"""

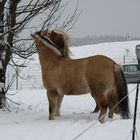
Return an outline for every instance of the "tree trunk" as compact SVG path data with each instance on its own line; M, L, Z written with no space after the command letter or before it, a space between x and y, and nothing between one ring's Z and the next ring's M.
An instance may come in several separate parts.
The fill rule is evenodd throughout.
M0 34L4 32L4 1L0 1ZM5 42L4 36L0 36L0 108L5 106Z

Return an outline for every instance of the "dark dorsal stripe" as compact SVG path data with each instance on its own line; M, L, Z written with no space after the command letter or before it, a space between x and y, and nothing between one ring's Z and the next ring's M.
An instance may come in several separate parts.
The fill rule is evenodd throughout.
M54 46L58 51L60 51L61 52L61 54L63 55L63 51L62 51L62 49L60 49L55 43L53 43L48 37L46 37L46 36L43 36L42 34L41 34L41 31L39 31L39 32L36 32L43 40L45 40L45 41L47 41L49 44L51 44L52 46Z

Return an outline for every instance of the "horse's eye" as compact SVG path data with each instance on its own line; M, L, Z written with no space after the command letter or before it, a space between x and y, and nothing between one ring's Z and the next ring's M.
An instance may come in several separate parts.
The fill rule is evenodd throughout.
M48 32L48 37L51 35L51 32Z

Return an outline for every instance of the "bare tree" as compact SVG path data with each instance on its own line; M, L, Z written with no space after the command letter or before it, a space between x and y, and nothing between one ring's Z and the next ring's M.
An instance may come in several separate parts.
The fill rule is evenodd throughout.
M31 38L23 36L27 29L37 28L43 30L51 26L58 26L64 6L62 0L0 0L0 108L5 106L7 87L6 70L11 65L18 73L19 67L24 67L25 62L18 63L15 57L27 60L36 51L30 43ZM76 10L67 18L61 28L70 29L76 22ZM29 25L38 17L40 25ZM34 22L37 22L36 20ZM41 24L42 22L42 24ZM29 33L28 33L29 35Z

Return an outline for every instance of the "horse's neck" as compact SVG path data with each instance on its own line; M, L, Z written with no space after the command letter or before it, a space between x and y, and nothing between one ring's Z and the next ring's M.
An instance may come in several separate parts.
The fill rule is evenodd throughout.
M38 53L42 68L49 68L53 66L56 63L56 61L58 61L59 56L57 56L49 49L38 51Z

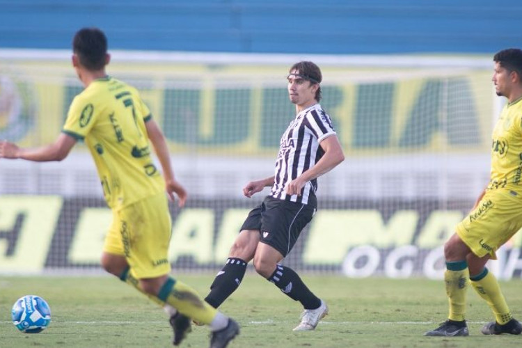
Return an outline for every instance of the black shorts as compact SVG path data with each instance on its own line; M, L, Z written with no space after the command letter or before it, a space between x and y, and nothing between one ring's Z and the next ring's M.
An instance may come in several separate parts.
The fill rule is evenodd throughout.
M248 213L241 230L258 230L262 243L286 256L315 214L317 204L315 198L310 196L308 204L302 204L267 196Z

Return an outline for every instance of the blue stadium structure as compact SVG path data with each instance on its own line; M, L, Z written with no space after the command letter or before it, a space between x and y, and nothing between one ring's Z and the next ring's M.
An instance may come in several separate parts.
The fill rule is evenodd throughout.
M491 54L521 45L521 18L515 0L0 0L0 48L68 49L95 26L118 49Z

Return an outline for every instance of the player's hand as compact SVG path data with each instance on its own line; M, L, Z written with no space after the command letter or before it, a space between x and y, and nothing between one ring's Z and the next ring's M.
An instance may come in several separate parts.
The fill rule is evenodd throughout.
M262 181L251 181L243 188L243 194L250 198L254 193L263 189L264 189L264 183Z
M301 191L306 183L306 182L303 182L299 177L294 179L290 183L288 183L285 188L287 194L290 196L301 196Z
M174 202L175 200L174 193L176 193L178 198L177 206L180 208L183 207L185 205L185 201L187 200L187 196L185 189L175 180L167 182L166 183L166 187L167 194L168 195L168 198L171 201Z
M19 148L6 141L0 141L0 158L18 158Z

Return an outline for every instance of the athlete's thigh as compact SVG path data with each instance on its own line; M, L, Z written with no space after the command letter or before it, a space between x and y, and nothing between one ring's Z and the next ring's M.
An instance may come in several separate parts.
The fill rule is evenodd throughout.
M234 241L228 256L250 262L254 257L260 239L259 230L242 230Z
M156 278L169 273L171 221L164 193L125 207L119 216L124 253L133 275Z
M261 242L286 256L315 212L308 205L268 198L261 218Z
M112 222L107 233L105 235L105 241L103 246L104 253L120 256L125 255L125 253L123 249L121 233L120 232L120 216L117 212L113 211Z
M496 251L522 227L522 200L509 191L486 193L477 207L457 226L457 233L479 258Z

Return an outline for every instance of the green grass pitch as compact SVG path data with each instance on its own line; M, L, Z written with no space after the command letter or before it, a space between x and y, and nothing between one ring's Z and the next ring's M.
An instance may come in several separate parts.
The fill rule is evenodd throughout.
M176 276L175 275L175 276ZM201 294L213 274L182 274L176 278ZM221 307L242 326L231 348L488 347L522 347L522 336L484 336L480 328L492 319L489 308L468 292L470 336L432 338L422 334L444 321L447 299L442 281L425 279L349 279L303 276L325 299L330 314L311 332L294 333L301 308L272 284L248 272L239 289ZM514 315L522 319L522 281L501 282ZM49 303L50 326L24 334L10 319L10 308L22 295L38 294ZM1 347L168 347L166 315L154 303L109 276L0 278ZM208 347L209 330L194 327L182 347Z

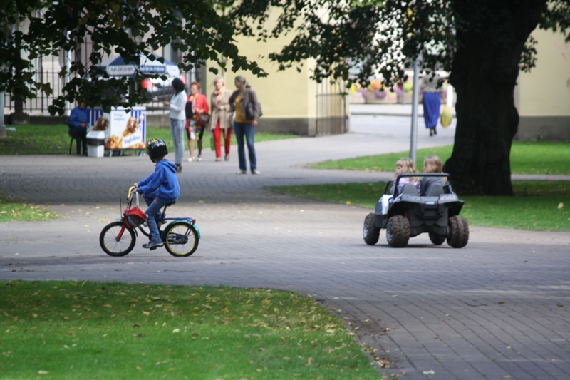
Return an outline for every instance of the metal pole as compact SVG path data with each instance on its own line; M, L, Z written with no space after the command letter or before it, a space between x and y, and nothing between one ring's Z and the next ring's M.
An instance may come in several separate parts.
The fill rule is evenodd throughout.
M0 93L0 138L6 138L6 124L4 124L4 92Z
M412 131L410 136L410 158L415 165L418 149L418 106L420 98L420 56L414 59L413 91L412 93Z
M68 31L66 33L66 36L67 38L69 38L69 35L71 34L71 31ZM66 57L66 76L63 77L63 86L69 83L70 81L70 71L71 71L71 51L68 50L65 52L65 57ZM69 101L66 101L66 116L69 116L71 115L71 103L69 103Z

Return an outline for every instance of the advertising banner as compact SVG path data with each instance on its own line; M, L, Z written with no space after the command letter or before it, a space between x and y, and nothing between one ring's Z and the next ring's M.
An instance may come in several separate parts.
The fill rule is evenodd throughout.
M133 107L128 113L120 107L108 113L100 108L89 110L90 131L105 132L105 149L144 150L146 143L146 108Z

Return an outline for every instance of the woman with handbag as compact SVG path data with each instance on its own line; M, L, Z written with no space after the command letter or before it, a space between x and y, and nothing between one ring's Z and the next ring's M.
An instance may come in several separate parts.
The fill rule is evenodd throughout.
M254 135L257 121L259 120L259 103L257 95L243 76L237 76L234 81L237 90L229 98L229 106L235 112L234 115L234 131L237 140L237 155L239 159L239 171L237 174L246 174L247 169L245 160L244 136L247 144L249 155L249 169L252 174L261 174L257 170L257 158L254 148Z
M442 83L443 78L433 69L427 70L420 82L420 89L423 91L423 118L425 128L430 130L430 136L437 134L436 127L440 120L441 101L445 98Z
M172 143L174 143L176 173L180 173L182 170L182 158L184 158L186 92L184 91L184 83L178 78L172 79L172 88L174 88L175 94L170 101L165 101L163 103L165 106L170 108L170 135L172 136Z
M216 161L222 160L222 135L224 135L224 149L226 153L224 159L229 160L229 145L232 143L232 108L229 106L229 97L232 91L227 89L224 78L217 76L214 80L216 89L212 93L210 106L209 128L214 135L214 146L216 150Z
M190 118L186 120L186 135L188 137L188 150L190 152L190 157L188 162L195 160L194 157L194 140L198 142L198 161L202 160L202 138L204 137L204 130L209 122L209 107L206 96L200 93L200 83L192 82L190 83L190 95L188 96L187 104L190 103L190 108L187 110L187 115Z

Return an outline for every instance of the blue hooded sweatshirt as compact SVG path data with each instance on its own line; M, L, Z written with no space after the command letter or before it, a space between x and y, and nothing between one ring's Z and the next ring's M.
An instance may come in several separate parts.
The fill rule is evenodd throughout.
M147 194L156 191L156 197L166 202L176 202L180 185L176 178L176 165L168 160L158 161L152 174L139 181L137 191Z

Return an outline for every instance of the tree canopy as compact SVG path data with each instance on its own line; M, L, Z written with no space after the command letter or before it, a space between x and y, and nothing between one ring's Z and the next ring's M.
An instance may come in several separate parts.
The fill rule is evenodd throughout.
M265 26L268 4L281 11L271 28ZM226 5L242 34L263 40L294 34L269 57L282 68L314 58L317 81L366 81L380 74L392 84L420 53L424 68L450 73L457 124L444 170L463 193L512 194L509 154L519 124L514 90L519 71L535 63L531 33L538 26L566 34L570 26L569 0L228 0Z
M136 71L130 78L108 78L98 65L113 53L138 65L141 54L152 56L170 44L182 52L179 66L185 71L211 60L222 69L265 75L257 63L239 55L232 25L207 0L8 0L0 5L0 26L4 32L0 35L0 67L4 68L0 71L0 91L21 99L34 98L40 91L52 93L51 83L34 79L35 58L65 54L92 41L86 63L76 57L68 72L60 72L70 81L50 107L52 114L63 113L66 101L73 102L80 94L88 104L107 109L132 106L143 98L143 90L130 84L152 76ZM109 88L120 88L128 96L102 97Z
M136 62L170 43L183 52L183 69L209 59L223 70L264 76L239 55L235 36L264 41L291 34L269 56L281 68L314 58L318 81L366 81L379 73L386 84L401 80L421 53L424 68L450 73L457 93L454 151L445 170L466 192L494 195L512 193L509 156L519 123L513 92L519 71L534 64L530 34L537 26L564 34L570 27L570 0L8 0L0 6L7 31L0 36L0 91L21 98L49 93L49 83L34 81L32 60L93 41L89 64L76 60L61 73L76 76L53 113L80 93L104 107L133 106L144 96L138 90L122 103L101 100L105 86L128 86L105 80L97 66L113 51ZM269 23L272 15L276 22ZM26 20L28 31L14 28Z

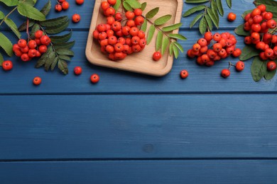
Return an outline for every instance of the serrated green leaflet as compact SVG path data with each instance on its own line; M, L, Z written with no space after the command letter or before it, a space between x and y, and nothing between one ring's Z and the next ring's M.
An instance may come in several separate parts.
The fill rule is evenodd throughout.
M33 20L29 20L29 28L32 27L35 24L35 21ZM19 25L18 30L19 31L26 30L27 29L27 22L23 22L21 25Z
M143 32L146 32L147 28L147 21L145 21L141 26L141 30Z
M60 55L74 56L74 52L69 49L58 49L56 51Z
M276 63L276 61L274 62L275 63ZM276 69L274 69L273 71L266 70L266 74L264 75L264 79L266 79L266 80L271 80L274 77L276 74Z
M212 30L212 19L210 18L208 15L205 15L205 19L206 20L207 27L209 28L210 30Z
M234 33L240 36L249 36L250 35L250 32L246 31L244 30L244 24L239 25L235 30Z
M0 0L0 2L4 3L8 6L13 6L18 4L18 0Z
M191 8L190 9L188 10L183 15L183 17L186 17L188 16L190 16L191 14L205 9L207 6L204 5L199 5L195 7Z
M141 4L141 9L142 11L144 11L145 8L146 8L146 6L147 6L147 3L146 3L146 2L144 2L144 3Z
M259 81L266 74L266 62L261 61L259 57L255 57L251 66L251 74L254 81Z
M177 30L177 29L180 28L180 27L181 27L181 26L182 26L182 23L175 23L175 24L173 24L173 25L164 27L162 28L162 30L165 32L168 32L168 31Z
M163 32L160 30L157 35L157 39L156 40L156 51L158 51L161 49L163 42Z
M70 49L74 46L75 43L75 41L72 41L72 42L65 42L65 43L55 43L54 44L54 48L56 50L60 48Z
M65 74L68 74L68 68L67 64L65 61L63 59L59 59L58 62L58 67L60 69L60 71Z
M184 52L184 49L180 43L178 42L174 42L173 44L178 48L180 52Z
M70 31L68 34L62 35L62 36L50 36L51 42L53 43L63 43L67 42L72 35L72 33Z
M117 11L119 8L121 4L121 1L116 1L116 4L114 5L114 8L115 9L115 11Z
M171 38L174 38L176 40L186 40L187 38L184 37L182 35L180 34L169 34L169 37Z
M2 66L3 62L4 62L4 58L2 54L0 53L0 66Z
M148 45L151 42L153 36L154 35L155 30L156 30L155 25L151 25L149 28L148 33L147 35L147 39L146 39L146 44L147 45Z
M168 38L165 37L163 38L162 47L161 47L161 54L163 55L163 54L165 52L166 48L168 47L168 44L170 42L170 40Z
M204 35L204 33L206 32L207 28L207 22L205 18L203 17L201 19L200 23L199 24L199 31L200 31L200 33L202 35Z
M17 29L16 24L9 18L6 18L4 21L5 23L11 28L11 30L13 32L13 33L17 36L18 39L21 38L21 34L19 33Z
M223 11L222 4L221 2L221 0L216 0L217 1L217 6L218 12L219 13L220 16L223 16L224 12Z
M54 69L55 69L55 67L56 67L57 63L58 63L58 59L59 59L59 58L58 58L58 57L56 57L55 58L54 62L52 63L52 64L51 64L51 70L52 70L52 71L53 71Z
M58 34L64 31L68 27L69 23L70 23L70 21L69 19L67 19L67 21L65 21L63 25L60 26L46 28L45 30L48 34L50 35Z
M165 15L163 16L161 16L160 18L158 18L155 21L154 23L157 25L161 25L164 23L166 23L169 20L170 20L172 16L171 15Z
M141 4L136 0L125 0L125 1L128 3L131 6L131 7L134 9L141 8Z
M40 25L37 23L35 23L32 28L32 30L30 33L30 37L33 38L35 37L36 32L37 32L40 29Z
M185 3L187 4L200 4L207 2L210 0L185 0Z
M218 28L219 23L219 21L217 19L216 16L214 16L214 13L212 12L212 9L210 8L207 8L207 12L210 19L212 20L212 23L214 24L215 27L217 27L217 28Z
M55 18L48 19L45 21L40 21L40 24L45 28L58 27L64 24L69 19L67 16L61 16Z
M0 33L0 47L4 49L5 52L9 56L13 56L13 45L10 40L2 33Z
M241 61L247 60L254 56L259 56L259 52L252 46L246 45L241 51L239 59Z
M159 7L156 7L155 8L151 9L146 13L146 17L147 18L153 18L158 13L159 9Z
M198 15L197 15L195 18L192 20L192 21L191 21L190 23L190 28L192 28L193 25L195 25L195 24L199 21L199 19L201 18L201 17L202 17L203 14L202 13L200 13Z
M45 15L45 16L48 15L50 11L51 10L51 1L48 0L48 2L47 2L43 8L40 10L40 12Z
M0 20L5 18L5 14L2 11L0 11Z
M33 20L43 21L45 20L45 16L43 15L37 8L30 6L28 4L19 3L17 7L18 13L23 16Z
M179 50L178 47L176 47L175 45L173 45L173 53L174 53L174 57L175 59L178 58L179 57Z
M228 5L228 7L232 8L232 0L226 0L226 3Z
M173 54L173 42L171 42L170 45L169 45L169 55L172 56Z
M129 4L126 1L124 1L123 2L123 7L124 8L124 9L126 9L126 11L133 11L133 8L132 7L130 6L130 4Z

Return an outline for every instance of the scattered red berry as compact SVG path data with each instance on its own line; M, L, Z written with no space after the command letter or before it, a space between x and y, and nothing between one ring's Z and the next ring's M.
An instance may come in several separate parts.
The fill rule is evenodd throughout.
M90 81L92 81L92 83L93 84L96 84L96 83L98 83L99 81L99 77L97 74L92 74L91 76L90 76Z

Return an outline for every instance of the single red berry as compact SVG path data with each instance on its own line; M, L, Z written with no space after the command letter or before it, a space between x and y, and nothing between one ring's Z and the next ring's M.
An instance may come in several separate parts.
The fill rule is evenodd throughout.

"""

Can you recast the lines as a two-column CSV with the header instruction,path? Begin at the line that contains "Return an outline for every instance of the blue hooded" and stop after the line that contains "M147 194L156 191L156". Give one row per answer: put the text preceding the answer in one quoted field and the answer in the other, with line breaks turned into spaces.

instruction,path
"Return an outline for every instance of the blue hooded sweatshirt as compact SVG path data with each instance on its own line; M, L, Z written with no space after the command letter or before it, a space between x and y, and nothing between one ring's Z and the next ring's M. An instance may come in several separate parts. The fill rule is evenodd throughout.","M147 194L156 191L156 197L166 202L176 202L180 185L176 178L176 165L168 160L158 161L152 174L139 181L137 191Z"